### Tasks to perform
[a] The passage on stereo recording below quotes a patent's "fundamental object." List every type of system that this object says the invention provides.
[b] In the passage on stereo recording below, who wrote the 1931 British Patent Application?
[c] Please continue the passage on Blumlein's stereo patent below, picking up after its final sentence.

### Excerpted text
........
Case Study 1: Recording
Back in 1987, the AES published the anthology pictured above of historic papers on "Stereo." It includes a document (celebrating its 80th anniversary this year) that pretty much defined the whole field of stereo reproduction, including the 45°/45° stereo groove and the moving-magnet stereo cartridge. That document, a 1931 British Patent Application written by the English engineer Alan Dower Blumlein, is worth quoting at length:
"The fundamental object of the invention is to provide a sound recording, reproducing and/or transmission system whereby there is conveyed to the listener a realistic impression that the intelligence is being communicated to him over two acoustic paths in the same manner as he experiences in listening to everyday acoustic intercourse and this object embraces also the idea of conveying to the listener a true directional impression. . . . An observer in the room is listening with two ears, so that echoes reach him with the directional significance which he associates with the music performed in such a room. . . . When the music is reproduced through a single channel the echoes arrive from the same direction as the direct sound so that confusion results. It is a subsidiary object of this invention so to give directional significance to the sounds that when reproduced the echoes are perceived as such."
In other words, if you can record not only a sound but the direction in space it comes from, and can do so for every sound wave making up the soundstage, including all the reflected sound waves (the reverberation or "echoes"), then you will be able to reproduce a facsimile of the original soundstage, accurate in every detail. In addition, because the spatial relationship between the direct and the reflected sounds will be preserved, that reproduced soundstage will give a realistic illusion of depth.
........
### Given entries
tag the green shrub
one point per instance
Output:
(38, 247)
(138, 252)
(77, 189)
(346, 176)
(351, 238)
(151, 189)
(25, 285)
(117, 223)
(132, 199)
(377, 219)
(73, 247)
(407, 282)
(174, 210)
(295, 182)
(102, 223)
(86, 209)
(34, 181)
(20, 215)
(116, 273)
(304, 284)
........
### Answers per task
[a] Sound recording, reproducing, and transmission

[b] The English engineer Alan Dower Blumlein

[c]
Incidentally, I mentioned earlier Hermann Bondi, one of Hoyle's collaborators on the Static Universe Hypothesis. Like Blumlein, Bondi had worked on the British development of radar in World War II. When I worked in the research lab developing LEDs, in a corner office was a charming elderly gentleman, Dr. Henry Boot. Only years later did I learn that Henry was one of the people who invented the cavity magnetron, which was fundamental to the British development of radar. I suppose you could therefore say that there are just two degrees of separation between me and Alan Dower Blumlein.
The Blumlein Patent Application mentions that, when recording for playback over headphones, the simplest way of carrying out the preservation of the soundstage is to use two microphones spaced as far apart as the average pair of human ears: the "binaural" technique. This, however, makes headphone listening mandatory; until recently, headphones have been about as popular as a head cold for relaxed, social listening. Blumlein was concerned with a system for playback over loudspeakers, and proposed a method of recording directional information as a ratio of amplitude differences between the two signal channels.
The ear/brain, of course, uses more than amplitude information to determine the direction of sound sources. It uses the amplitude difference between the signals reaching the two ears above about 2kHz, but below about 700Hz, it determines direction by looking at the phase difference between the signals; ie, it uses time-of-arrival information. (Both frequencies are proportional to the head size, so there will be a spread among individuals.)
Things get a bit ambiguous between those two frequencies, but there are two other mechanisms also at work: first, the frequency-response modifications due to the shape of the pinnae differ according to the direction of the perceived sound; and second, the head is in continual lateral motion, sharpening up all the mechanisms by introducing second-order (rate-of-change) information. The result is that human beingsand animalsare very good at determining where sounds come from (unless they happen to consist of pure tones in the "forbidden" region between 700 and 2000Hz, which is why birds, for example, use such tones as warning signals).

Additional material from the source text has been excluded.